• To be done: Repeat verbatim every line of the material, beginning at the line that holds "tree shown in this photo?" and ending at its last line.

• Provided entries:
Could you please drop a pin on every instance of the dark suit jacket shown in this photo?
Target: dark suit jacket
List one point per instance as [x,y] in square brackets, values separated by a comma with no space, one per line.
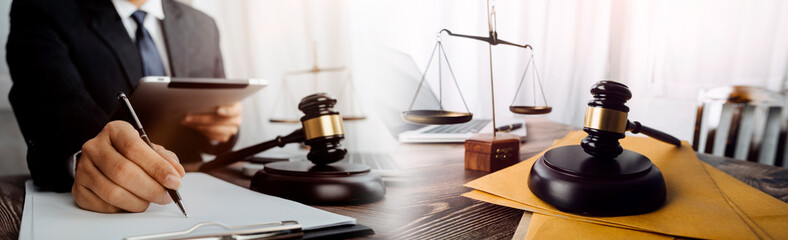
[70,58]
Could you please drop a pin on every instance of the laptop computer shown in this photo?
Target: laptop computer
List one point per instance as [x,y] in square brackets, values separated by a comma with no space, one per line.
[401,78]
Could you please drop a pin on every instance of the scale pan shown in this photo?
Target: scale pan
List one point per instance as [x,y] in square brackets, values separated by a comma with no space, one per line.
[530,109]
[438,117]
[282,120]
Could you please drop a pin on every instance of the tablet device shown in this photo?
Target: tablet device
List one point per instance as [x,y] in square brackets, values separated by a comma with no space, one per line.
[167,99]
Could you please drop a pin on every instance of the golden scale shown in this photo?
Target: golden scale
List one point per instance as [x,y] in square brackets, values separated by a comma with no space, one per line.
[346,97]
[484,152]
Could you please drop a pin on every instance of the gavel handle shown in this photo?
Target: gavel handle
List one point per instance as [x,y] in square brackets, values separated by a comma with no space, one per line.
[636,127]
[232,157]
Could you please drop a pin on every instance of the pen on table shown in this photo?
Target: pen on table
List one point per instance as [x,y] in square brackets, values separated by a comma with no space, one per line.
[176,197]
[508,128]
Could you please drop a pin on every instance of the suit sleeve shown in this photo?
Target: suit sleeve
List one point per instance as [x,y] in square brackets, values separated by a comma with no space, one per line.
[55,112]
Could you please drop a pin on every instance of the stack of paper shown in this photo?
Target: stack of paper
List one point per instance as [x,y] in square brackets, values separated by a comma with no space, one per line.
[49,215]
[702,202]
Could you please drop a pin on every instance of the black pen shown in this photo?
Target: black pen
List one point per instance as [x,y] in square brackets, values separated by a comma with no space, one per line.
[176,197]
[509,128]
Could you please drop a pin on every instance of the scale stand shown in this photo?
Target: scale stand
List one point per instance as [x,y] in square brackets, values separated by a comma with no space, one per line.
[286,95]
[484,152]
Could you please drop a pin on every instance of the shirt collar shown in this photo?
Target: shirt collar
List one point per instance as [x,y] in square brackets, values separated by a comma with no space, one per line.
[126,8]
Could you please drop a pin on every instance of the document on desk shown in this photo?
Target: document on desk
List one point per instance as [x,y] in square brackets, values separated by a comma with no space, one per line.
[49,215]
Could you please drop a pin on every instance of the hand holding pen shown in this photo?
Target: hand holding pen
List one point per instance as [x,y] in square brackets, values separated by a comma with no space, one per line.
[118,171]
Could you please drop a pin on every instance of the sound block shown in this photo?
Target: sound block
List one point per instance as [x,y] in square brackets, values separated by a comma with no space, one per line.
[333,184]
[488,153]
[576,182]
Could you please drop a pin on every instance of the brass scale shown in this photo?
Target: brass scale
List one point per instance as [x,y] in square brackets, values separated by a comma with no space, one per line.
[441,116]
[435,116]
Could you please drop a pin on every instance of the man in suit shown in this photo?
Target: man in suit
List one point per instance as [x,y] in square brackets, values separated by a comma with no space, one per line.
[70,58]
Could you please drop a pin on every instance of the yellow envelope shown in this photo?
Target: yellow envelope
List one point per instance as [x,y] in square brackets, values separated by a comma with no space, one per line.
[766,211]
[766,215]
[547,227]
[693,207]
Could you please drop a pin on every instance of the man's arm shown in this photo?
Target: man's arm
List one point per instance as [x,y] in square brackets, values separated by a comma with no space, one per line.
[54,110]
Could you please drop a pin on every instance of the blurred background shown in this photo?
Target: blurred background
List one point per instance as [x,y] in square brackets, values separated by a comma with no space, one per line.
[665,51]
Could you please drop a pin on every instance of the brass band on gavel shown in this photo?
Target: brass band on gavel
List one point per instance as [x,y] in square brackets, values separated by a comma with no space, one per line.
[323,126]
[606,119]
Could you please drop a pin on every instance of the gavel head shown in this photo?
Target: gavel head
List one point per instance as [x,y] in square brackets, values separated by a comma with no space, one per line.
[322,129]
[606,119]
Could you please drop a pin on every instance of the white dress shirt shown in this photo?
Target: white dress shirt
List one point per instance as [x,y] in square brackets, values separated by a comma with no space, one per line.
[152,23]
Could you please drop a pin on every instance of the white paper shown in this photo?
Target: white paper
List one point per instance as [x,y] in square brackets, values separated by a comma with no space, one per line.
[49,215]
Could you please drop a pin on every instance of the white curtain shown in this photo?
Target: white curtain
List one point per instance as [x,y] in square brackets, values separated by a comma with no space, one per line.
[664,50]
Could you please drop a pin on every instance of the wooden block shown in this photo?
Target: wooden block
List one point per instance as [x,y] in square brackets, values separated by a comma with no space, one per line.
[483,152]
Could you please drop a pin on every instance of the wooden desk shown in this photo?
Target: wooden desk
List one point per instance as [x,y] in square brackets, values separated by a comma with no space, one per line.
[428,204]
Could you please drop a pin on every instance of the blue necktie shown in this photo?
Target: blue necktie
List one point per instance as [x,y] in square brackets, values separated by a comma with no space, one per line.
[151,61]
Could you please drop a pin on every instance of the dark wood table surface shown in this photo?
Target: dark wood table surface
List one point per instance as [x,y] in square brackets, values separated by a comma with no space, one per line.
[425,202]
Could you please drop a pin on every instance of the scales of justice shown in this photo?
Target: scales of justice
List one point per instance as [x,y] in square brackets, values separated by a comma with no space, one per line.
[485,151]
[595,177]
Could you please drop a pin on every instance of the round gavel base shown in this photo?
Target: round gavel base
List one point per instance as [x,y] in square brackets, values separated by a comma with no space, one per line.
[574,181]
[333,184]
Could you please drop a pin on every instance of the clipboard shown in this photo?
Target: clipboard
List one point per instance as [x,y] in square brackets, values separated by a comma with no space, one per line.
[273,230]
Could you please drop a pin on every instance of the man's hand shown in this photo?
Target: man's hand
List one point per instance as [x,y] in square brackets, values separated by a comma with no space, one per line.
[219,126]
[118,171]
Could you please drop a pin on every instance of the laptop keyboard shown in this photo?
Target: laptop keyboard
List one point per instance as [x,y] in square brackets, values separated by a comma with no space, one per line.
[472,126]
[375,161]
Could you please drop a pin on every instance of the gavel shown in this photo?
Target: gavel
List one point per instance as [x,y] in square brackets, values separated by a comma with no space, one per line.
[321,130]
[599,177]
[606,121]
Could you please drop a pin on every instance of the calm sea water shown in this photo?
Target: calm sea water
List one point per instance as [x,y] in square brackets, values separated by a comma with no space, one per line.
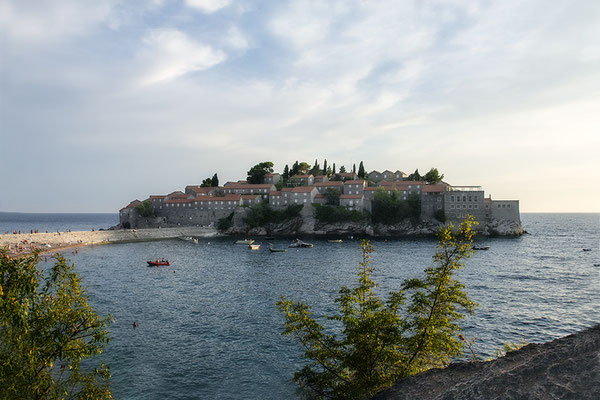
[25,222]
[208,326]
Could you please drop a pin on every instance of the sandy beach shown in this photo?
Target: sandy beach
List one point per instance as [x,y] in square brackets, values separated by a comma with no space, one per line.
[26,243]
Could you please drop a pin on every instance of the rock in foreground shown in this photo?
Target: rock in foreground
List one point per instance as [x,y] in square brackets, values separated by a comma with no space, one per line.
[566,368]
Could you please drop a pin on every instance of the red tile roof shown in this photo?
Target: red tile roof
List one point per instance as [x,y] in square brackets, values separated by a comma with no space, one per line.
[248,186]
[433,188]
[356,182]
[330,183]
[303,189]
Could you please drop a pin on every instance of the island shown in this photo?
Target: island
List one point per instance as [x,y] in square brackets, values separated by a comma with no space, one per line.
[321,201]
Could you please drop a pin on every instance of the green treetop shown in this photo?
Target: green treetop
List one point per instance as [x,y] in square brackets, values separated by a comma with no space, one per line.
[433,176]
[46,329]
[361,171]
[257,173]
[415,329]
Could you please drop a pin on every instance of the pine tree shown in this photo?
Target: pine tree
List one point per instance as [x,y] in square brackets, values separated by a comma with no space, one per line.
[361,170]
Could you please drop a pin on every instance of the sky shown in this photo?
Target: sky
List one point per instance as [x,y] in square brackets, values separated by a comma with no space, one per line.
[106,101]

• Output of the task:
Could you please drop a pin on every instance of the pine tree shown in this photo?
Target: pine tree
List one point per instance as [x,y] in square brackets, values separated by a comma with no space, one per line.
[361,170]
Could you please drop a pin on every instance of the sky shown in this photo?
Target: sky
List one point per instance as [x,y] in square brackets, values separated by a comma with no space, one per line.
[106,101]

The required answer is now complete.